In each case we generated a random neutrino mass matrix, which we 
diagonalized with a matrix $U$. We then investigated the following 
quantities:
\begin{eqnarray}
        R     &\equiv& \Delta m^{2}_{12} / \Delta m^{2}_{23}, \\
        s_{C} &\equiv& 4 |U_{e3}|^{2}(1-|U_{e3}|^{2}),  \\
        s_{atm} &\equiv& 4 |U_{\mu3}|^{2}(1-|U_{\mu3}|^{2}), \\
        s_{\odot} &\equiv& 4 |U_{e2}|^{2} |U_{e1}|^{2},
\end{eqnarray}
where $\Delta m^{2}_{12}$ is the smallest splitting and $\Delta 
m^{2}_{23}$ is the next largest splitting.

MATERIAL PROVIDED
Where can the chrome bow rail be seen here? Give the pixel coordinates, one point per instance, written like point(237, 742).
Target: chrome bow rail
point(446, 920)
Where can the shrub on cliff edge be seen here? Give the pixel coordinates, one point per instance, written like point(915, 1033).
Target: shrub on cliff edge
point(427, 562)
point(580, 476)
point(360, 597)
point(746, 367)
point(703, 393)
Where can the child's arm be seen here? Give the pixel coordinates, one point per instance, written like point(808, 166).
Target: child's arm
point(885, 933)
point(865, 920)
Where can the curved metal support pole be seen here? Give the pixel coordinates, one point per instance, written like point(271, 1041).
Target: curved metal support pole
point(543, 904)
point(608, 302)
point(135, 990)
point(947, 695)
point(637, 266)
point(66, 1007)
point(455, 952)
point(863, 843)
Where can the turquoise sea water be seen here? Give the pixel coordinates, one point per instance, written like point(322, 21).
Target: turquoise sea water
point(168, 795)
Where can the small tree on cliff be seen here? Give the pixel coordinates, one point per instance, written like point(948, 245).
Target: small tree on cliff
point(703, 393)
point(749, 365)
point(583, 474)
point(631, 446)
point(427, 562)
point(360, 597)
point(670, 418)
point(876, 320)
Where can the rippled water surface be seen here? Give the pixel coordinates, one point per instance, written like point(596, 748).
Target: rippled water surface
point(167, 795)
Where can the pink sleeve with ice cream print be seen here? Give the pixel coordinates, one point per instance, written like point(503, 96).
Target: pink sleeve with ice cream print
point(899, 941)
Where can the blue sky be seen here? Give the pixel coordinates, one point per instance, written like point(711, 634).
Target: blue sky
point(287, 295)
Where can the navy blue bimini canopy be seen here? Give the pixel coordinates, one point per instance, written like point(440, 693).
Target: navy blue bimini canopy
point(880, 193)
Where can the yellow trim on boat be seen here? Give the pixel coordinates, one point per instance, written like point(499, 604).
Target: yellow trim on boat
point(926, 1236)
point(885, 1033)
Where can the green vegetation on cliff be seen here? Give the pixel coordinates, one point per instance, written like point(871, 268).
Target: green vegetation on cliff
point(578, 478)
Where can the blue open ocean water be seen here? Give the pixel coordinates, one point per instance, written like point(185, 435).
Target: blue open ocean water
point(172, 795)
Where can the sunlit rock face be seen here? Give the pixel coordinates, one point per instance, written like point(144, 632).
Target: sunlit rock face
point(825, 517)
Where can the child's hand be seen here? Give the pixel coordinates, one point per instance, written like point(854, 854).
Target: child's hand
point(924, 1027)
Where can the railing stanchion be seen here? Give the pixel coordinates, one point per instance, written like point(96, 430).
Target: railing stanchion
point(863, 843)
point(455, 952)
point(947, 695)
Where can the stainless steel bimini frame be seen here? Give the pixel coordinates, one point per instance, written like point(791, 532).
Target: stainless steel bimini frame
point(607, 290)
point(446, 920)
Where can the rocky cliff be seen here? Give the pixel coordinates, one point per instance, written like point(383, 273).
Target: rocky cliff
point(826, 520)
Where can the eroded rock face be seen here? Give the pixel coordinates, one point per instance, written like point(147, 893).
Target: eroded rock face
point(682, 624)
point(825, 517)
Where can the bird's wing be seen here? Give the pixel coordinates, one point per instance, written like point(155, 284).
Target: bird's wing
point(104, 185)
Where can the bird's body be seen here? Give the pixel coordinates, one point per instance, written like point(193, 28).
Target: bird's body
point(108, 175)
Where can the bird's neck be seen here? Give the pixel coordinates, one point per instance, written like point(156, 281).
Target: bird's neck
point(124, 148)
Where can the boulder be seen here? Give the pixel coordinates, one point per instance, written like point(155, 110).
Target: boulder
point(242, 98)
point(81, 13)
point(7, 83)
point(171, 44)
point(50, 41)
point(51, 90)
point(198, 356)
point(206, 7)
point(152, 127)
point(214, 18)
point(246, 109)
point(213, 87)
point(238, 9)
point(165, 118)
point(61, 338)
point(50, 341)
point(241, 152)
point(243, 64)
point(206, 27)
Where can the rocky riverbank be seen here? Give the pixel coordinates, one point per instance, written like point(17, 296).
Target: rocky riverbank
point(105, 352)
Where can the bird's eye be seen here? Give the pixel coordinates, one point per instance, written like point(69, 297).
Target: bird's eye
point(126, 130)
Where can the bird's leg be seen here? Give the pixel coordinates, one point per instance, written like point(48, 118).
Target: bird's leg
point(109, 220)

--

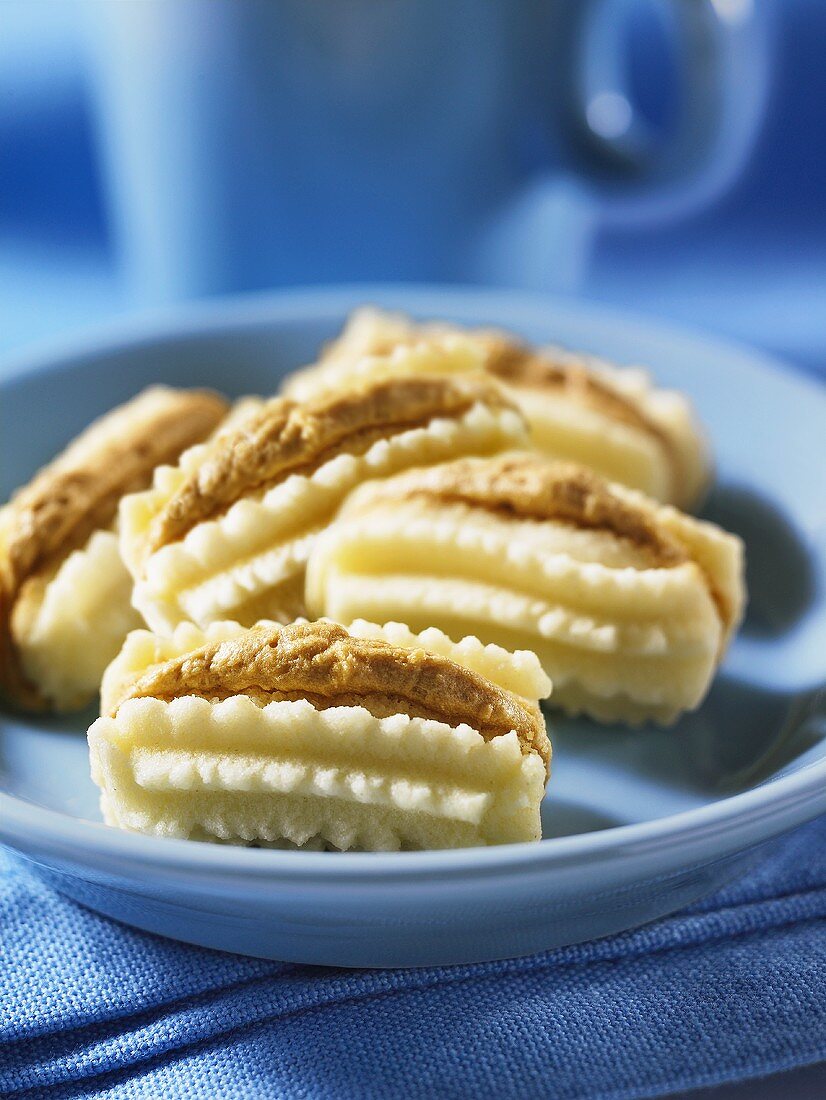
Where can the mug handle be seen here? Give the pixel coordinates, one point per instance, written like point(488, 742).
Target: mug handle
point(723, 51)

---

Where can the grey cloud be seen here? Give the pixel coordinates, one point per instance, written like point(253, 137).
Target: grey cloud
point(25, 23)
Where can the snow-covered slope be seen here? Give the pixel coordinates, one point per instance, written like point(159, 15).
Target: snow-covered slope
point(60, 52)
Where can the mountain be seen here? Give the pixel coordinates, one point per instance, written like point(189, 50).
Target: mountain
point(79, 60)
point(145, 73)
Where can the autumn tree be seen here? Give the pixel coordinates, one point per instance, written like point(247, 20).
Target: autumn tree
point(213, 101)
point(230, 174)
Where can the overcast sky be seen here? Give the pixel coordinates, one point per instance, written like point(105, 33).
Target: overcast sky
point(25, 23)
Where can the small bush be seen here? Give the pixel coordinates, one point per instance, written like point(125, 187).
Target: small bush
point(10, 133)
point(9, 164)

ACTIONS TO TAKE
(a) In the neutrino mass excerpt, how is $\Delta m^{2}_{23}$ described?
(b) Pick up the neutrino mass excerpt after its last sentence and carry on writing it.

RESPONSES TO THE EXERCISE
(a) It is the next largest splitting.

(b)
What ranges of values for these parameters should we demand from our
matrices? We could require they lie within the
experimentally preferred region. However, as experiments improve and
these regions contract, the probability that a random matrix will
satisfy this goes to zero. Thus we are instead interested in mass
matrices that satisfy certain {\it qualitative} properties. For our
numerical study we select these properties by the specific cuts
\begin{itemize}
        \item{$R < 1/10$ to achieve a large hierarchy in the $\Delta
m^2$. } 
        \item{$s_{C} < 0.15$ to enforce small $\nu_{e}$ mixing through this 
        $\Delta m^{2}$.}
        \item{$s_{atm}>0.5$ for large atmospheric mixing.}
        \item{$s_{\odot}>0.5$ for large solar mixing.}
\end{itemize}
\noindent The results of subjecting our $10^6$ sample matrices, of Dirac,
Majorana and seesaw types, to all possible combinations of these cuts
is shown in Table \ref{tb:splits}.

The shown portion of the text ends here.